A bonehead friend of mine dropped my perfectly good 25 year old preban Chinese SKS on the ground the other day and scratched the hell out of the stock. I'm *laughs* planning on sanding it down and refinishing it. Would you like to give me some pointers. I'd like for the stock not to be sticky and unattractive.

Please, I need someone to teach this young grasshoppa the fine art of wood work.

Link Posted: 2/27/2002 6:27:02 PM EST
Here it is in a nutshell--

Use a good stripper to remove the thick, orange finish. Just follow directions on the can.

Wash the stock throroughly with mineral spirits and steel wool.

Allow about 24 hrs. to dry.

Wash the stock in tap water to remove most of the stain. Let dry another 24 hrs.

Lightly sand as needed. Use fairly fine sandpaper(100 and up)

Stain whatever color you wish, allow plenty of drying time.
══════════
▶ Written request 1: Lay out the records as a Markdown table with the columns Row and Line, starting at the first line of the records and going on through the line that contains "[(590, 366), (343, 441)]", and skip any blank lines.

▶ Entries supplied:
══════════
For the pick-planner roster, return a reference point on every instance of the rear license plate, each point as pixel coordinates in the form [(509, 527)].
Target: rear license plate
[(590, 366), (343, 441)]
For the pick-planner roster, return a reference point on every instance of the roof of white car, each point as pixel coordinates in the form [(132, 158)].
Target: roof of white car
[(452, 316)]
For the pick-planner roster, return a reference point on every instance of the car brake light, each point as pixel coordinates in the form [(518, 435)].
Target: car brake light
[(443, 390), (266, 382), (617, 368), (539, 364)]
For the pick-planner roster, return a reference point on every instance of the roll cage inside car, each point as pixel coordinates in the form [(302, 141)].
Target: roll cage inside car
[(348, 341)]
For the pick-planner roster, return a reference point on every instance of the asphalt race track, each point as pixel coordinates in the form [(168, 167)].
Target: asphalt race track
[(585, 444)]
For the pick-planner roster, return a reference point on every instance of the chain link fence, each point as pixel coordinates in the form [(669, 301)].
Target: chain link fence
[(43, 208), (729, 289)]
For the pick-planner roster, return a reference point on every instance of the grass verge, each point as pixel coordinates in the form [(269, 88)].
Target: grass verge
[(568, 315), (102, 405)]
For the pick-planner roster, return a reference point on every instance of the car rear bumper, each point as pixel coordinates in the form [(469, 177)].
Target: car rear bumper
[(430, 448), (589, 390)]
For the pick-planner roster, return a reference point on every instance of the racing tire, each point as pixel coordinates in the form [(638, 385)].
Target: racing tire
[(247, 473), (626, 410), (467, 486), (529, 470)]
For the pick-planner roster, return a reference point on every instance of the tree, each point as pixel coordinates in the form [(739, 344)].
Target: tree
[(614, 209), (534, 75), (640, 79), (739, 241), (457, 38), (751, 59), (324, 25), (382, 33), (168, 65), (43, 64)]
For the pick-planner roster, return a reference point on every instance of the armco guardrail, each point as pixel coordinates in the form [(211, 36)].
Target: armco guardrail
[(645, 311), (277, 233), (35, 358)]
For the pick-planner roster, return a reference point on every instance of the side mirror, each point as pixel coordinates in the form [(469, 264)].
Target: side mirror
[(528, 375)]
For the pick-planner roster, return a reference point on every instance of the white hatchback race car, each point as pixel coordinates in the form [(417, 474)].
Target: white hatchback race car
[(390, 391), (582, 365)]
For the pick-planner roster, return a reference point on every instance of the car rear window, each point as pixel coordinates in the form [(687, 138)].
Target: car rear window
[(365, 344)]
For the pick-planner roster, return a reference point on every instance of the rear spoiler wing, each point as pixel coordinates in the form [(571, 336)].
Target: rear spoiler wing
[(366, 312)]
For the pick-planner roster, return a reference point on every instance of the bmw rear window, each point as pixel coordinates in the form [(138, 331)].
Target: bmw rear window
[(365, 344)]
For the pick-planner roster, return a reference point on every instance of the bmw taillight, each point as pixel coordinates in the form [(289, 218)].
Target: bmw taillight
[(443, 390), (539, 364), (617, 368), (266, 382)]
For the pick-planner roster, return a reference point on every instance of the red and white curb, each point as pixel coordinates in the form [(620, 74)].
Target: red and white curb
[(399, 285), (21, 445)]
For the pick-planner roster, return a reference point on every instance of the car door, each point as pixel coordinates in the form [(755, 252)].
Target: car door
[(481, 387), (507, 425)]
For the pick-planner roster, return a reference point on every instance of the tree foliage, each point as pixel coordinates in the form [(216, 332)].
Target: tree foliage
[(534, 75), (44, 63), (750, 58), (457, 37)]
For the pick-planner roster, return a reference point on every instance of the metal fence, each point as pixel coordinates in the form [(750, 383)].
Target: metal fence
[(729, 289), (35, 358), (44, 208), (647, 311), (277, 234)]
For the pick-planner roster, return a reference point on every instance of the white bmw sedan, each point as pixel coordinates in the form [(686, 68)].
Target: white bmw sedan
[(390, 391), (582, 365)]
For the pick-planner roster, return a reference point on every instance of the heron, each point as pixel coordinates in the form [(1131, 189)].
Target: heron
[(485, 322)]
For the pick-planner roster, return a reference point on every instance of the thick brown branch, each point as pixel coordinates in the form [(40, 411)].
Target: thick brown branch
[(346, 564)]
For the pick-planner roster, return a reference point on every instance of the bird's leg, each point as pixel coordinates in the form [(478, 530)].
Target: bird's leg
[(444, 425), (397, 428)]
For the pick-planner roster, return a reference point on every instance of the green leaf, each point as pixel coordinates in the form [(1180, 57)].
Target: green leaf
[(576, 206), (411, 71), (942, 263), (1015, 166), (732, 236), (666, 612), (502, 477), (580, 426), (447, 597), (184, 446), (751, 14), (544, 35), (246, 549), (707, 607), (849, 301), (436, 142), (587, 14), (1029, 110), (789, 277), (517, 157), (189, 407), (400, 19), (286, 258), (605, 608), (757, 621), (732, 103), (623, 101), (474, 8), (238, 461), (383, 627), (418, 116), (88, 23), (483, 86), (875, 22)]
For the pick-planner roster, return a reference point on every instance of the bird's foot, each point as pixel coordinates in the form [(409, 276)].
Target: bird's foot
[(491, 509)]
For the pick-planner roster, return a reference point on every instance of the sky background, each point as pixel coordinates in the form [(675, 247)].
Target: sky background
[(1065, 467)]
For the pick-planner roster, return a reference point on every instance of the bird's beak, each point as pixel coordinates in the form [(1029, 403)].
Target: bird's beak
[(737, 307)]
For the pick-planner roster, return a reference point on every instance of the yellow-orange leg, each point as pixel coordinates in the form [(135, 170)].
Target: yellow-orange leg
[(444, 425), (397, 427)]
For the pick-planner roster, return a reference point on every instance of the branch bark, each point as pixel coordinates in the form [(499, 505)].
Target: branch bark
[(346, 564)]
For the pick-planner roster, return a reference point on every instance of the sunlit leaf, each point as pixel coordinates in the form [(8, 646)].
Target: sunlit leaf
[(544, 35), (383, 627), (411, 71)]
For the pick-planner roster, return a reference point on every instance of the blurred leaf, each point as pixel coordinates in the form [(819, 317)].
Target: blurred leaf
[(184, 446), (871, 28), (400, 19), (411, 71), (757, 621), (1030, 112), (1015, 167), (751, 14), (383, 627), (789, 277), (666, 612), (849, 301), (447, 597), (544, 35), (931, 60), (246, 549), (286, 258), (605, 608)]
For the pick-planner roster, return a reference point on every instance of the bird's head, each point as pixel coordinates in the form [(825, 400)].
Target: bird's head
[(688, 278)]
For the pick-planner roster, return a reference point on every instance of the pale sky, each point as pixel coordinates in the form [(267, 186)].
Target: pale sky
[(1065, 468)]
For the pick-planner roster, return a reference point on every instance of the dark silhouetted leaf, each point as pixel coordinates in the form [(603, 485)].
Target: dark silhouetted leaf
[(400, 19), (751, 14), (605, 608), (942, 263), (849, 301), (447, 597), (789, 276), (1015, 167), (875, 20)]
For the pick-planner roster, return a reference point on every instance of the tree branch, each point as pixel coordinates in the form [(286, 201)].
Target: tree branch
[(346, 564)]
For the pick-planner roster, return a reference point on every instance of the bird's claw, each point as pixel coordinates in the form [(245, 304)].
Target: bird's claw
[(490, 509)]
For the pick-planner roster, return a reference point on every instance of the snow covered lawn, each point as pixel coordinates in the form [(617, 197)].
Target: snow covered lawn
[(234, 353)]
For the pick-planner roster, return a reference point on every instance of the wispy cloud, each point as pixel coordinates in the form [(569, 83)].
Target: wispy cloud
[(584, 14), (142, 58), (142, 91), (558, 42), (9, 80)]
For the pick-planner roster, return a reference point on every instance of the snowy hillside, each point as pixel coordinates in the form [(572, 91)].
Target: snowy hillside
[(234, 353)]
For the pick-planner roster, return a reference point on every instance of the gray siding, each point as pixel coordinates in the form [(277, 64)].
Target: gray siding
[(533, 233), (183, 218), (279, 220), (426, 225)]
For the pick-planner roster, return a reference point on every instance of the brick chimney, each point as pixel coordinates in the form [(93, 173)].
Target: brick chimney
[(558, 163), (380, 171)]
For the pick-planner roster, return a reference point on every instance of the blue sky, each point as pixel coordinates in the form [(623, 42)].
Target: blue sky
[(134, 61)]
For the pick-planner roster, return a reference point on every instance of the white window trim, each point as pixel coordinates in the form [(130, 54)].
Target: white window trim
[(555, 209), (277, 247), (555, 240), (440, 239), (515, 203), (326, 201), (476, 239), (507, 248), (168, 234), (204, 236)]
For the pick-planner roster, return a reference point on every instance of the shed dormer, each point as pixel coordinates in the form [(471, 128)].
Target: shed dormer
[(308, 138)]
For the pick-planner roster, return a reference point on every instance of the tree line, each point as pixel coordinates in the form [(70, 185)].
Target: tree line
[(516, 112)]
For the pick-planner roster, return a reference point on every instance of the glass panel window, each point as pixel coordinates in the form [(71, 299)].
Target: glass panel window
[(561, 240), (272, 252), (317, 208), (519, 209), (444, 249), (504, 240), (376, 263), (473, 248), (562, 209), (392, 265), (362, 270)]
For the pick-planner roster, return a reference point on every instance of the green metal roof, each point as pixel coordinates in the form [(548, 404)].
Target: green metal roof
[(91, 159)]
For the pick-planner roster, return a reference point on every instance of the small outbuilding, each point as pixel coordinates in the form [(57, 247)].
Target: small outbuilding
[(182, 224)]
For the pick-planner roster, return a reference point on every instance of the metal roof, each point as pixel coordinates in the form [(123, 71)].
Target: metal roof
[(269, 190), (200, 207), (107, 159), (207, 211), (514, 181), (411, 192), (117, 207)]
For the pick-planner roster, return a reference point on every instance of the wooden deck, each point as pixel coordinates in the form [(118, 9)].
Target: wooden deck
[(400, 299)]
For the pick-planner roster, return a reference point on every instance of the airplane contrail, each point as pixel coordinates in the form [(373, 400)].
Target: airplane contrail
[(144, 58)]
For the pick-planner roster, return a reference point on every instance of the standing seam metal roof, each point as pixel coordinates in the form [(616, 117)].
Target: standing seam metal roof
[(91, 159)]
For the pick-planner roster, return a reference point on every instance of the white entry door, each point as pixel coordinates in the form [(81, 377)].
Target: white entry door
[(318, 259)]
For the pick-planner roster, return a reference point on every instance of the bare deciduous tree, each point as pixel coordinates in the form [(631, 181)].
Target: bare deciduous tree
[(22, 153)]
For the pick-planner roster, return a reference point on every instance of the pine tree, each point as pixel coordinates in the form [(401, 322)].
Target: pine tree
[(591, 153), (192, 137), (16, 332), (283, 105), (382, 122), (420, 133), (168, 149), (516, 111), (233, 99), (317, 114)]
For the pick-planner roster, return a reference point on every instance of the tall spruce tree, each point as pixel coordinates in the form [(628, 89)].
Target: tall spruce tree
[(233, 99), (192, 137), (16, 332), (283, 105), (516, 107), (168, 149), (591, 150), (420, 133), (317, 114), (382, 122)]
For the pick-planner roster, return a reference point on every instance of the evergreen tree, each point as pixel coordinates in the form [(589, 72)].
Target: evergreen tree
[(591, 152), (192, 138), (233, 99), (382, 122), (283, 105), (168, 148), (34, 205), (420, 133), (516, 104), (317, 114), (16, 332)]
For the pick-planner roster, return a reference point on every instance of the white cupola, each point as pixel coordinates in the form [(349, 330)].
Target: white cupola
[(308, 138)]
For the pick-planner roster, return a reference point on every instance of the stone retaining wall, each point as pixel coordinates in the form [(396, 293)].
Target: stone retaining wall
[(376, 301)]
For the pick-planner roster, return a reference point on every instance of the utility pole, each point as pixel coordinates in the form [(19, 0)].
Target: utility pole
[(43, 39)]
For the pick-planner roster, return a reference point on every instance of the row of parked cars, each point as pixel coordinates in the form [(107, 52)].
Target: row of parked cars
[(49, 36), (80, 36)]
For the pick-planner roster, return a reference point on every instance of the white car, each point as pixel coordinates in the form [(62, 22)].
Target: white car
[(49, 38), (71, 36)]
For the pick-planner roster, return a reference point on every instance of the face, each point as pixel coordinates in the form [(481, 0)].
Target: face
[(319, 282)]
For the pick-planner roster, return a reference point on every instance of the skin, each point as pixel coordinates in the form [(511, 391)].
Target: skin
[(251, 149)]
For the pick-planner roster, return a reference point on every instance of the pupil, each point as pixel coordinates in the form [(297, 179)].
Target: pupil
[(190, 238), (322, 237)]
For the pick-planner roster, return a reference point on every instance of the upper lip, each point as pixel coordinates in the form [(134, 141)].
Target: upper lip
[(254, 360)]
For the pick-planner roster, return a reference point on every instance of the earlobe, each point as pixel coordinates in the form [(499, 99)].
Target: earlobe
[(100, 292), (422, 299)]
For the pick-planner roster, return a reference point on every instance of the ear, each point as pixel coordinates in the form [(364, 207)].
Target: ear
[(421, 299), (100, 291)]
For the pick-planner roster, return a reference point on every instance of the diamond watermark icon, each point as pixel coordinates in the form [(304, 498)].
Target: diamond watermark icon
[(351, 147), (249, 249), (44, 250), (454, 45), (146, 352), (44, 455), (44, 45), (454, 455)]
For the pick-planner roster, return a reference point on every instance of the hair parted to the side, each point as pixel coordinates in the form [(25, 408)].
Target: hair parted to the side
══════════
▶ Written request 2: Write what comes next in the forum thread on refinishing a scratched rifle stock, picking up after its final sentence.

▶ Exercise result 1:
| Row | Line |
|---|---|
| 1 | For the pick-planner roster, return a reference point on every instance of the rear license plate, each point as pixel coordinates in the form [(509, 527)]. |
| 2 | Target: rear license plate |
| 3 | [(590, 366), (343, 441)] |

▶ Exercise result 2:
Rub down with boiled linseed oil giving a good once over with steel wool between coats. Allow another 24 hrs. to dry between coats. Usually I go with seven or eight coats to get a smooth hard finish.

I'm sure there are several other ways to go about this but this way works. Hope it helps.
Link Posted: 2/27/2002 7:49:26 PM EST
Good directions from 455SD.

However, if you’ve got any dents in the wood, try this:

After stripping and prior to sanding, put a wet washcloth over any dents and then press a hot clothes iron (or possibly a hot soldering iron) firmly against the washcloth where the dent is for a couple of seconds.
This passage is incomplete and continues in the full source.